● Job:
Swap "traces" for "marks" throughout these lines and write them out again with nothing else altered.

Part of a data file

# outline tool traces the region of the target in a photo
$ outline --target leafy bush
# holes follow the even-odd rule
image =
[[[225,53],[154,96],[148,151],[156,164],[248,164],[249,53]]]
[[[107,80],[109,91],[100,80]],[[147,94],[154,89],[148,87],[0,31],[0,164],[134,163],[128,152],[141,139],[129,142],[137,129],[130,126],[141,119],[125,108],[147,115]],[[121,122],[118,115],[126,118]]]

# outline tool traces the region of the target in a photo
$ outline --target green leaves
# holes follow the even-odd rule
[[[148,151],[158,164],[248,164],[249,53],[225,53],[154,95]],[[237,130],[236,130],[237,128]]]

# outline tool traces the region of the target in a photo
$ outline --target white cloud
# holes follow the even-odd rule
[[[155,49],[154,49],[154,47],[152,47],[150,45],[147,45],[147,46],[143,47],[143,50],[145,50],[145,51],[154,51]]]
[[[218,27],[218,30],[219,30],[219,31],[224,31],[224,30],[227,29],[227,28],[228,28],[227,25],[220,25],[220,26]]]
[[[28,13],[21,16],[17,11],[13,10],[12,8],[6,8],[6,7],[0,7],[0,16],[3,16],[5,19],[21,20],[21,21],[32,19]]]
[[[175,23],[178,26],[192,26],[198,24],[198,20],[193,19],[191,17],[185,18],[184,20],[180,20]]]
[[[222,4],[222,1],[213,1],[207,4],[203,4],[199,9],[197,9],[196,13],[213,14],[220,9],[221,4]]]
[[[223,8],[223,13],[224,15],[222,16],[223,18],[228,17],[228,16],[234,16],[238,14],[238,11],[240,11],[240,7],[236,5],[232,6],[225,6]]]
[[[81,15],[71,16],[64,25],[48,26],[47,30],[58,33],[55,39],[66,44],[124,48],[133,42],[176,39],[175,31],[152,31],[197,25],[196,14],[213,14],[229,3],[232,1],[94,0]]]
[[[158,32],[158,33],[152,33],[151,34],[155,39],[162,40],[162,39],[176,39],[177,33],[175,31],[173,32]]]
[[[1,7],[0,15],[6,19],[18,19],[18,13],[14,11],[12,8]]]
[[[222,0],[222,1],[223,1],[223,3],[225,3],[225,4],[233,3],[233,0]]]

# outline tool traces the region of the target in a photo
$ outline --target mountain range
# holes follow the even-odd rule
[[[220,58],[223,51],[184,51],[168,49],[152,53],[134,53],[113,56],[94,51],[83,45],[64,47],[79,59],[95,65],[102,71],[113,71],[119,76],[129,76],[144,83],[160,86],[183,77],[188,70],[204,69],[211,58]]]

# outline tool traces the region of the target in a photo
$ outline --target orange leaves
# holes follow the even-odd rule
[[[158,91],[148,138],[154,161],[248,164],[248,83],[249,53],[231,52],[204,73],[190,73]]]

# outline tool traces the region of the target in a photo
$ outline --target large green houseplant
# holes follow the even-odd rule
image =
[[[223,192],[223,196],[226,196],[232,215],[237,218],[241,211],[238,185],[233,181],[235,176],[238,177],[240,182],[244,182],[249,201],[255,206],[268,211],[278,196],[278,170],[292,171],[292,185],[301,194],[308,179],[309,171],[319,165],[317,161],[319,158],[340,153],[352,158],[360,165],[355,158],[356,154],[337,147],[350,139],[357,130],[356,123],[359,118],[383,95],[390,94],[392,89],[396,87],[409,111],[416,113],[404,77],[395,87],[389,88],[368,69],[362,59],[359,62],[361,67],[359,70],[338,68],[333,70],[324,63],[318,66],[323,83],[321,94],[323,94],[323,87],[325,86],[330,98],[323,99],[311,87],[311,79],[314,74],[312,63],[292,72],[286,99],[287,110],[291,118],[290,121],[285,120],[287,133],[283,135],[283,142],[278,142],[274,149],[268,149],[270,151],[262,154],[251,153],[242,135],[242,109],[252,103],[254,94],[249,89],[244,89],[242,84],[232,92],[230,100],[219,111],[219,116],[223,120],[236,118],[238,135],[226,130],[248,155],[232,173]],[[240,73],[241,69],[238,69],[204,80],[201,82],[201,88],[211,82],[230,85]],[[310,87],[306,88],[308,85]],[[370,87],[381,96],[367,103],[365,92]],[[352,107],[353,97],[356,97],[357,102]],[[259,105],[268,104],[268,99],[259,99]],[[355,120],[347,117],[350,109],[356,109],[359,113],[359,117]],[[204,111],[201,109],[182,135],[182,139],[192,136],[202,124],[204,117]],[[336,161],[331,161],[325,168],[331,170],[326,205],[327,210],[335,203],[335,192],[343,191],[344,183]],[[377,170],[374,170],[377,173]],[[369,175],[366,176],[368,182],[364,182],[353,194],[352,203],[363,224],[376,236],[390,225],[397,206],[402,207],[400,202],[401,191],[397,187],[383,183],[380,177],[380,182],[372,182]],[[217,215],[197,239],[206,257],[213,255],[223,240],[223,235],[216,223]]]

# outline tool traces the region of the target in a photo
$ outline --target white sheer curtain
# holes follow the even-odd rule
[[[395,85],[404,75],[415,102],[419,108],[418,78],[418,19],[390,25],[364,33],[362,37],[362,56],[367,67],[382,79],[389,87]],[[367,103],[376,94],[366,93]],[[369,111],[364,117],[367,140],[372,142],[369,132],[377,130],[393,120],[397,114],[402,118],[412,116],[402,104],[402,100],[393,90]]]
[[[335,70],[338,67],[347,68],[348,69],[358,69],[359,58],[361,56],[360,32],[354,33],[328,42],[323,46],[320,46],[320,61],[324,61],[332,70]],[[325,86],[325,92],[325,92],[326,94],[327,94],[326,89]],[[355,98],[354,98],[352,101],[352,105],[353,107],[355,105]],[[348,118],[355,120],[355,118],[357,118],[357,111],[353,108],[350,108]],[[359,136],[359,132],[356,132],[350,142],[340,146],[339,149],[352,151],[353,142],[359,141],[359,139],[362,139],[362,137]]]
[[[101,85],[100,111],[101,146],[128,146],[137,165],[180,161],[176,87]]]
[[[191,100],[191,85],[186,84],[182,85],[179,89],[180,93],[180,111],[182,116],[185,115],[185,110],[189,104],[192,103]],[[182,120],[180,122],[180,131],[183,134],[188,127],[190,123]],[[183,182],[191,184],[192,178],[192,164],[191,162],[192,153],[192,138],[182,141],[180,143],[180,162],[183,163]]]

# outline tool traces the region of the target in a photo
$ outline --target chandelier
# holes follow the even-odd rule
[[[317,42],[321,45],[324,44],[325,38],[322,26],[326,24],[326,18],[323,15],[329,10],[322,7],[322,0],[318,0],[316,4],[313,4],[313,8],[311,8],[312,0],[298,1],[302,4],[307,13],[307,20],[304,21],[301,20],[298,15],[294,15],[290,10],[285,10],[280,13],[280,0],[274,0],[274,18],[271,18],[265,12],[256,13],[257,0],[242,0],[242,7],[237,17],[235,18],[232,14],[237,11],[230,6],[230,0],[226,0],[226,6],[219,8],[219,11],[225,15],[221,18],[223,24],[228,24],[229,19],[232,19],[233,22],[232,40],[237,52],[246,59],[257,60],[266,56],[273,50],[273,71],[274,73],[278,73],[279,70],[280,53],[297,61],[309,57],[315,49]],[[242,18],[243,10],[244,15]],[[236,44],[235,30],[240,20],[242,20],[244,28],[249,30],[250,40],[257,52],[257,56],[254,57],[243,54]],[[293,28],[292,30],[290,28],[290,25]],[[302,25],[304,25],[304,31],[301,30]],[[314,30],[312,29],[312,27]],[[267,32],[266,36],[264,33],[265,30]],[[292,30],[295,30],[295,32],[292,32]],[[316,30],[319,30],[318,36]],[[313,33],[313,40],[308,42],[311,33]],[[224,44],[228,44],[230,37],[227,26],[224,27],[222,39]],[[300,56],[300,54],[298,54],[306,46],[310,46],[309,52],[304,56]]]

● Final result:
# outline tool marks the region of the target in a photo
$ outline --target leafy bush
# holes follow the even-odd rule
image =
[[[225,53],[154,96],[148,151],[156,164],[248,164],[249,53]]]
[[[107,80],[109,91],[100,80]],[[147,94],[154,89],[148,87],[0,31],[0,164],[134,163],[128,152],[141,139],[129,142],[137,129],[130,126],[141,119],[125,108],[147,115]],[[121,122],[118,115],[126,118]]]

# outline tool marks the region of the target in a photo
$ outline --target green leaves
# holes follow the even-odd rule
[[[148,151],[158,164],[248,164],[249,53],[225,53],[154,95]],[[237,130],[236,130],[237,128]]]

# outline tool marks the region of the target in a photo
$ outline --target white cloud
# holes follow the even-odd rule
[[[155,49],[154,49],[154,47],[152,47],[150,45],[147,45],[147,46],[143,47],[143,50],[145,50],[145,51],[154,51]]]
[[[218,27],[218,30],[219,30],[219,31],[224,31],[224,30],[227,29],[227,28],[228,28],[227,25],[220,25],[220,26]]]
[[[28,13],[21,16],[17,11],[13,10],[12,8],[6,8],[6,7],[0,7],[0,16],[3,16],[5,19],[21,20],[21,21],[32,19]]]
[[[175,23],[178,26],[192,26],[198,24],[198,20],[193,19],[191,17],[185,18],[184,20],[180,20]]]
[[[222,4],[222,1],[213,1],[207,4],[203,4],[199,9],[197,9],[196,13],[213,14],[220,9],[221,4]]]
[[[223,8],[223,13],[224,15],[222,16],[223,18],[228,17],[228,16],[234,16],[238,14],[238,11],[240,11],[240,7],[236,5],[232,6],[225,6]]]
[[[81,15],[71,16],[64,25],[48,26],[47,30],[58,33],[55,39],[66,44],[124,48],[133,42],[176,39],[175,31],[152,31],[197,25],[196,14],[213,14],[229,3],[232,1],[94,0]]]
[[[158,32],[158,33],[152,33],[151,34],[155,39],[162,40],[162,39],[176,39],[177,33],[175,31],[173,32]]]
[[[1,7],[0,15],[6,19],[18,19],[18,13],[14,11],[12,8]]]
[[[222,0],[222,1],[223,1],[223,3],[225,3],[225,4],[233,3],[233,0]]]

# outline tool marks the region of the target in a photo
$ outline --target mountain range
# holes follow the even-odd rule
[[[220,58],[223,51],[184,51],[168,49],[152,53],[134,53],[113,56],[94,51],[83,45],[64,47],[79,59],[95,65],[102,71],[113,71],[119,76],[129,76],[144,83],[160,86],[183,77],[188,70],[204,69],[211,58]]]

# outline tool marks the region of the target in a photo
$ outline --target orange leaves
# holes follow the even-odd rule
[[[158,91],[148,138],[154,161],[248,164],[248,83],[249,53],[231,52],[204,73],[190,73]]]

# outline tool marks the region of the target in a photo
$ outline --target large green houseplant
# holes follow the even-odd rule
image =
[[[223,192],[223,196],[226,196],[232,215],[237,218],[241,211],[238,185],[233,181],[235,176],[238,177],[240,182],[244,182],[249,201],[255,206],[268,211],[278,196],[278,170],[292,171],[292,185],[301,194],[308,179],[309,171],[319,165],[317,161],[319,158],[340,153],[352,158],[360,165],[355,158],[356,154],[337,147],[350,139],[357,130],[356,123],[359,118],[383,95],[390,94],[392,89],[396,87],[409,111],[416,113],[404,77],[395,87],[389,88],[368,69],[362,59],[359,62],[361,67],[359,70],[338,68],[333,70],[324,63],[318,66],[323,83],[321,94],[323,94],[323,87],[325,86],[330,98],[323,99],[311,87],[311,79],[314,74],[312,63],[292,72],[286,99],[287,110],[291,118],[290,121],[285,120],[287,133],[283,135],[283,142],[278,142],[274,149],[268,149],[270,151],[262,154],[251,153],[242,135],[242,109],[252,103],[254,94],[249,89],[244,89],[242,84],[232,92],[230,100],[219,111],[219,116],[223,120],[236,118],[238,135],[226,130],[248,155],[232,173]],[[240,73],[241,69],[238,69],[204,80],[201,82],[201,88],[211,82],[230,85]],[[310,87],[306,88],[308,85]],[[370,87],[381,96],[367,103],[365,92]],[[352,107],[353,97],[356,97],[357,102]],[[259,105],[268,104],[268,99],[259,99]],[[355,120],[347,117],[350,109],[356,109],[359,113],[359,117]],[[204,111],[201,109],[182,135],[182,139],[192,136],[202,124],[204,117]],[[336,161],[331,161],[325,168],[331,170],[326,205],[327,210],[335,203],[335,192],[343,191],[344,183]],[[377,170],[374,170],[377,173]],[[369,175],[366,176],[368,182],[364,182],[353,194],[352,203],[363,224],[376,236],[390,225],[397,206],[402,207],[400,202],[401,191],[397,187],[383,183],[380,177],[380,182],[372,182]],[[217,215],[197,239],[206,257],[213,255],[223,240],[223,235],[216,223]]]

# outline tool marks the region of the target in a photo
$ outline --target white sheer curtain
# holes follow the even-odd rule
[[[395,85],[404,75],[415,102],[419,108],[418,78],[418,19],[390,25],[364,33],[362,37],[362,56],[367,67],[382,79],[389,87]],[[367,103],[376,94],[366,93]],[[369,111],[364,117],[367,140],[372,142],[369,132],[377,130],[393,120],[397,114],[402,118],[412,116],[402,104],[402,100],[393,90]]]
[[[335,70],[338,67],[347,68],[348,69],[358,69],[359,58],[361,56],[360,32],[354,33],[328,42],[323,46],[320,46],[320,61],[324,61],[332,70]],[[325,86],[325,92],[325,92],[326,94],[327,94],[326,89]],[[355,98],[354,98],[352,101],[352,105],[353,107],[355,105]],[[348,118],[355,120],[355,118],[357,118],[357,111],[353,108],[350,108]],[[359,136],[359,132],[356,132],[350,142],[340,146],[339,149],[352,151],[353,142],[359,141],[359,139],[362,139],[362,137]]]
[[[101,85],[100,111],[101,146],[128,146],[137,165],[180,161],[176,87]]]
[[[191,100],[191,85],[186,84],[182,85],[179,89],[180,93],[180,111],[182,116],[185,115],[185,110],[189,104],[192,103]],[[182,120],[180,122],[180,131],[183,134],[188,127],[190,123]],[[183,182],[191,184],[192,178],[192,164],[191,162],[192,153],[192,138],[182,141],[180,143],[180,162],[183,163]]]

# outline tool marks the region of the target in a photo
$ outline --target chandelier
# holes follow the even-odd rule
[[[317,42],[321,45],[324,44],[325,38],[322,26],[326,24],[326,18],[323,15],[329,10],[322,7],[322,0],[318,0],[316,4],[313,4],[313,8],[311,8],[312,0],[298,1],[302,4],[307,13],[307,20],[304,21],[301,20],[298,15],[294,15],[290,10],[285,10],[280,13],[280,0],[274,0],[274,18],[271,18],[265,12],[256,13],[257,0],[242,0],[242,7],[237,17],[235,18],[232,14],[237,11],[230,6],[230,0],[226,0],[226,6],[219,8],[219,11],[225,15],[221,18],[223,24],[228,24],[229,19],[232,19],[233,22],[232,40],[237,52],[246,59],[257,60],[266,56],[273,50],[273,71],[274,73],[278,73],[279,70],[280,53],[297,61],[309,57],[315,49]],[[242,18],[243,10],[244,15]],[[236,44],[235,30],[240,20],[242,20],[244,28],[249,30],[250,40],[257,52],[257,56],[254,57],[243,54]],[[293,28],[292,30],[290,28],[290,25]],[[302,25],[304,25],[304,31],[301,30]],[[314,30],[312,29],[312,27]],[[267,32],[266,36],[264,33],[265,30]],[[292,30],[295,30],[295,32],[292,32]],[[316,30],[319,30],[318,36]],[[313,33],[313,40],[308,42],[311,33]],[[224,44],[228,44],[230,37],[227,26],[224,27],[222,39]],[[300,56],[300,54],[298,54],[306,46],[310,46],[309,52],[304,56]]]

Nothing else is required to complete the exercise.